◆ Exercise:
Please write out each of the items below word for word, all of them, without the pictures.

>> Begin Supplied entries

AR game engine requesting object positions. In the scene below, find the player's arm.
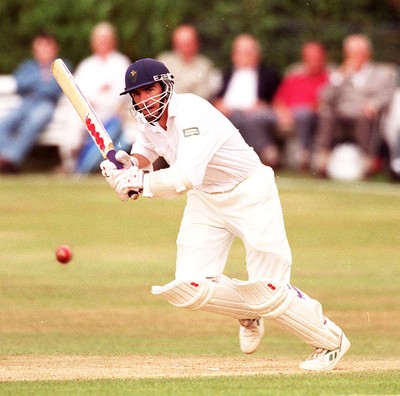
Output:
[131,154,150,169]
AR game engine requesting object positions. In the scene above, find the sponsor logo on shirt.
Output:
[183,127,200,137]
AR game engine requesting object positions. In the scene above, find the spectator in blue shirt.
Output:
[0,32,61,173]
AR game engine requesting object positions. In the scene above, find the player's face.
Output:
[131,83,163,122]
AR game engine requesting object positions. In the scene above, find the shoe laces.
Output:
[239,319,260,332]
[311,348,328,359]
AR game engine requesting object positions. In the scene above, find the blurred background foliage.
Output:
[0,0,400,74]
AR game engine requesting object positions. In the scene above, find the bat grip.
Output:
[107,149,138,198]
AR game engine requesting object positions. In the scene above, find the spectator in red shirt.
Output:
[273,41,329,170]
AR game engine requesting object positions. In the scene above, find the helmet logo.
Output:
[130,70,137,83]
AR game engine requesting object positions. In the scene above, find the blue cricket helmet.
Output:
[120,58,174,95]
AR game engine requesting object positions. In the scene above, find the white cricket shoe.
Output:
[299,333,350,371]
[239,318,264,353]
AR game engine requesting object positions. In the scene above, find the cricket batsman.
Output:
[101,58,350,371]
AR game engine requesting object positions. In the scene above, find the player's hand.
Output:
[114,166,144,202]
[100,150,134,188]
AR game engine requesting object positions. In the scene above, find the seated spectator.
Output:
[157,25,220,100]
[315,34,394,177]
[0,32,61,173]
[214,34,280,167]
[273,41,329,170]
[383,65,400,182]
[61,22,130,174]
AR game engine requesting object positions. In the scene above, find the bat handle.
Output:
[107,149,138,198]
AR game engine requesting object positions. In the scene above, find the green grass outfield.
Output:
[0,174,400,395]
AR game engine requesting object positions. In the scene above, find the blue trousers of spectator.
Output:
[0,98,56,166]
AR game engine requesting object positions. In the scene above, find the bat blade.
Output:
[51,59,112,160]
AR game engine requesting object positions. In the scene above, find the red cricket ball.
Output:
[56,245,72,264]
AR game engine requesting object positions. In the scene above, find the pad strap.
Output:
[233,279,343,350]
[151,279,259,319]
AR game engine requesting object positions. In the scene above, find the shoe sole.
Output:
[299,333,351,371]
[240,319,264,355]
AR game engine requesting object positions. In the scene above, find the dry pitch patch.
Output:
[0,355,400,382]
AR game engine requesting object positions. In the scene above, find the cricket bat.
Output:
[51,58,136,196]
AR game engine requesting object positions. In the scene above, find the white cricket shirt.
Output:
[131,92,261,193]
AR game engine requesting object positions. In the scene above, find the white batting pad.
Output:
[151,279,259,319]
[233,279,342,350]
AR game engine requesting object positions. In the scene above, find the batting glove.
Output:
[100,150,138,189]
[114,166,144,202]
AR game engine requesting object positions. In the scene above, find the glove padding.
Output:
[112,166,144,202]
[100,150,143,201]
[100,150,138,189]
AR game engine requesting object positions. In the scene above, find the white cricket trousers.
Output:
[175,166,292,283]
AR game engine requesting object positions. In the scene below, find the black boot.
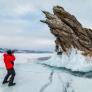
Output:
[2,81,9,84]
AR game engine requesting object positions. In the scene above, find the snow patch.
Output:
[41,49,92,72]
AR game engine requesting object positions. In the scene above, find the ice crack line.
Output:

>> End Supplied entries

◆ Final answer:
AR game engine requesting object positions. In the scene below, find the player's arm.
Output:
[131,154,150,169]
AR game engine requesting object positions. In the scene above, find the sponsor logo on shirt.
Output:
[183,127,200,137]
AR game engine requesting object positions. In the scene above, find the spectator in blue shirt.
Output:
[0,32,61,173]
AR game engine requesting object positions. In the scene above, find the player's face.
Output:
[131,83,163,122]
AR game engine requesting object positions. In the scene above, find the shoe laces.
Output:
[239,319,260,332]
[311,348,328,359]
AR game engine requesting object positions. In the scene above, find the blurred background foliage.
Output:
[0,0,400,74]
AR game engine requesting object positions. In the scene above, find the bat grip.
Output:
[107,149,138,198]
AR game engine requesting object positions. In the scene above, find the spectator in red shirt.
Output:
[273,41,329,170]
AR game engine requesting object positions. In the scene above, find the helmet logo.
Output:
[130,70,137,83]
AR game engine requesting object positions. In the scene above, find the blue cricket helmet.
Output:
[120,58,174,95]
AR game engine requesting object positions. In the scene above, find the white cricket shoe.
Output:
[299,333,350,371]
[239,318,264,353]
AR game engine requesting object positions. In the scene above, find the cricket batsman.
Output:
[101,58,350,371]
AR game engine requesting object positions. In the scene above, find the player's hand.
Output:
[114,166,144,202]
[100,150,134,188]
AR game engine requesting object positions. In the scene above, find the seated spectator.
Output:
[157,25,220,100]
[315,34,394,177]
[0,32,61,173]
[214,34,280,167]
[273,41,329,170]
[383,65,400,182]
[61,22,130,174]
AR game engine requesting object positions. In the scene above, find the bat handle.
Output:
[107,149,138,198]
AR game engine requesting object positions. In the scene above, find the green grass outfield.
Output:
[0,174,400,395]
AR game engine requesting object positions. In the scene above, find the blue trousers of spectator.
Output:
[0,98,56,166]
AR game engine requesting object positions. In the scene above, find the bat blade.
Output:
[51,59,112,160]
AR game engine requesting object positions. In the scene above, find the red cricket ball.
Output:
[56,245,72,264]
AR game engine requesting object positions. In the scene above, find the pad strap.
Output:
[233,279,343,350]
[151,279,259,319]
AR game engine requesting object positions. In the scene above, find the shoe sole.
Output:
[299,333,351,371]
[240,319,264,355]
AR game engine requesting object positions. In the scene above, find the dry pitch patch.
Output:
[0,355,400,382]
AR game engine requesting object positions. In the scene above, find the cricket bat.
Output:
[51,58,136,196]
AR game engine requesting object positions. In the scene above, find the white cricket shirt.
Output:
[131,92,261,193]
AR game engine requesting object positions. In the scene above, find the white batting pad.
Output:
[151,279,259,319]
[233,279,342,350]
AR game engine requesting object positions. In the scene above, find the batting glove.
Output:
[100,150,138,189]
[114,166,144,202]
AR game engine requesting object positions. In the scene above, find the glove padding.
Output:
[112,166,144,202]
[100,150,143,201]
[100,150,138,189]
AR game engine requesting object positions. In the scene above, find the white cricket trousers.
Output:
[175,166,292,283]
AR game engine requesting object positions. In the scene below, find the black boot.
Output:
[2,81,9,84]
AR game engine requesting object positions. In the scene above, find the snow patch.
Output:
[41,49,92,72]
AR game engine requesting object positions. In the scene above, find the ice crack line.
Output:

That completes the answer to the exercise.